Почему, согласно тексту о симоновском стихотворении-заклинании, оно помогло не всем? Объясните, в каких условиях, по тексту, одними заклинаниями не обойтись.

* **Текст**:
# # # #
Но не всем помогло симоновское стихотворение-заклинание, как не всем помогало оно во время войны. Мне трудно поверить, что из русских советских людей кто-нибудь не читал его, не воспринял, не запомнил. Зато я очень легко представляю себе, что в условиях чрезвычайных, быть может, еще более тяжких, чем выпали на мою долю, одними заклинаниями не обойдешься. А если индивидуальная восприимчивость к психотропному воздействию оказалась еще выше, контроль еще жестче, одиночество и отчаяние еще глубже? Если связь с Родиной была оборвана еще резче и не восстановлена, если человек пробовал освободиться и не сумел — что тогда?
Чуть выше, в интервью-эпилоге, я привел фамилии людей, которые в 1982–1985 годах пропали без вести при обстоятельствах, заставляющих предполагать похищение. Об одном из этих людей я знаю больше, чем об остальных.
# # # #
* **Исходный материал**:

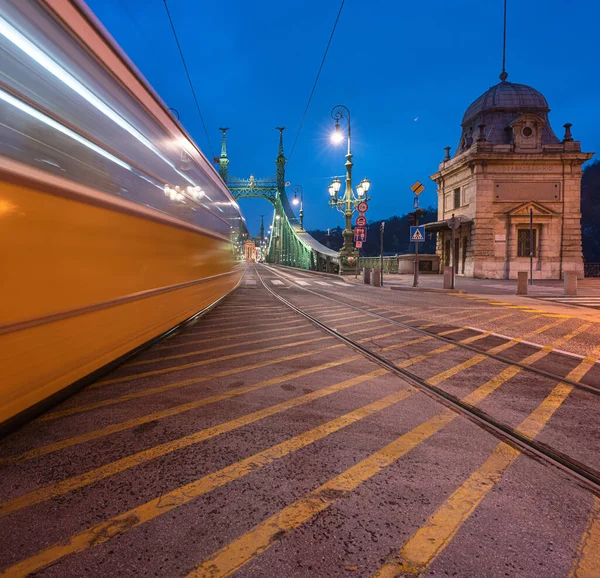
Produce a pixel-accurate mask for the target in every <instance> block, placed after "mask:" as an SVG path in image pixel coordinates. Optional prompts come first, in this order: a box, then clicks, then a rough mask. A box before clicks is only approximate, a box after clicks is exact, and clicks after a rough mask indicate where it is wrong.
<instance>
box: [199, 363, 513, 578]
mask: <svg viewBox="0 0 600 578" xmlns="http://www.w3.org/2000/svg"><path fill="white" fill-rule="evenodd" d="M514 370H515V368H513V367H510V368H507V369H506V370H504V372H502V374H500V375H499V376H496V377H495V378H493V379H491V380H490V381H488V382H487V383H485V384H483V385H482V386H481V387H479V388H478V389H477V390H475V391H474V392H472V393H471V394H469V395H468V396H467V397H465V398H464V401H466V402H467V403H471V404H475V403H477V402H479V401H481V400H482V399H484V398H485V397H487V396H488V395H490V394H491V393H492V392H493V391H495V390H496V389H497V388H498V387H500V386H501V385H502V384H503V383H505V382H506V381H507V380H508V379H510V377H512V375H514V373H513V372H514ZM457 417H458V414H457V413H455V412H453V411H451V410H444V411H443V412H441V413H440V414H438V415H436V416H434V417H433V418H431V419H429V420H427V421H426V422H424V423H423V424H421V425H419V426H417V427H416V428H414V429H413V430H411V431H410V432H408V433H406V434H404V435H402V436H400V437H399V438H397V439H396V440H394V441H393V442H391V443H390V444H388V445H387V446H385V447H384V448H382V449H381V450H378V451H377V452H375V453H373V454H371V455H370V456H368V457H367V458H365V459H363V460H362V461H360V462H359V463H358V464H356V465H355V466H353V467H352V468H350V469H348V470H346V471H345V472H343V473H342V474H340V475H339V476H336V477H335V478H333V479H331V480H330V481H328V482H326V483H325V484H324V485H322V486H321V487H320V488H317V489H316V490H314V491H313V492H311V493H310V494H308V496H306V497H304V498H301V499H299V500H297V501H296V502H294V503H292V504H291V505H290V506H287V507H286V508H284V509H283V510H281V511H280V512H278V513H277V514H275V515H273V516H271V517H270V518H268V519H267V520H265V521H263V522H262V523H260V524H259V525H257V526H255V527H254V528H253V529H252V530H250V531H249V532H247V533H245V534H243V535H242V536H240V537H239V538H237V539H236V540H234V541H233V542H231V543H230V544H228V545H227V546H225V547H224V548H222V549H221V550H218V551H217V552H215V553H214V554H212V555H211V556H209V557H208V558H207V559H206V560H204V562H202V564H201V565H200V566H199V567H198V568H196V569H195V570H194V571H193V572H191V573H190V574H188V577H187V578H191V577H198V578H209V577H210V578H220V577H225V576H230V575H231V574H233V573H234V572H235V571H237V570H239V569H240V568H241V567H242V566H244V565H245V564H247V563H248V562H250V561H251V560H252V559H253V558H255V557H256V556H258V555H260V554H262V553H263V552H264V551H265V550H267V549H268V548H269V547H270V546H271V545H272V544H274V543H275V542H276V541H278V540H279V539H281V538H282V537H283V536H284V535H285V534H287V533H288V532H289V531H291V530H294V529H295V528H298V527H299V526H301V525H302V524H304V523H306V522H307V521H309V520H310V519H311V518H313V517H314V516H315V515H316V514H318V513H319V512H321V511H323V510H325V509H326V508H328V507H329V506H330V505H331V504H332V503H335V502H336V501H337V499H339V497H345V496H347V493H348V492H350V491H352V490H354V489H356V488H357V487H358V486H359V485H360V484H362V483H363V482H365V481H367V480H369V479H370V478H372V477H373V476H374V475H375V474H378V473H379V472H381V471H382V470H384V469H385V468H386V467H388V466H389V465H391V464H392V463H394V462H396V461H398V460H399V459H400V458H401V457H402V456H404V455H405V454H407V453H408V452H409V451H411V450H412V449H414V448H415V447H417V446H418V445H419V444H420V443H421V442H423V441H426V440H427V439H429V438H430V437H431V436H432V435H433V434H435V433H436V432H438V431H440V430H441V429H443V428H444V427H446V426H447V425H448V424H449V423H451V422H452V421H453V420H454V419H455V418H457Z"/></svg>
# # # #
* **Ответ**: Одними заклинаниями не обойтись в условиях чрезвычайных, быть может, еще более тяжких, чем выпали на долю пишущего. Текст перечисляет и другие случаи. Восприимчивость человека к психотропному воздействию могла оказаться еще выше, контроль еще жестче, одиночество и отчаяние еще глубже. Связь с Родиной могла быть оборвана еще резче и не восстановлена. Наконец, человек мог пробовать освободиться и не суметь.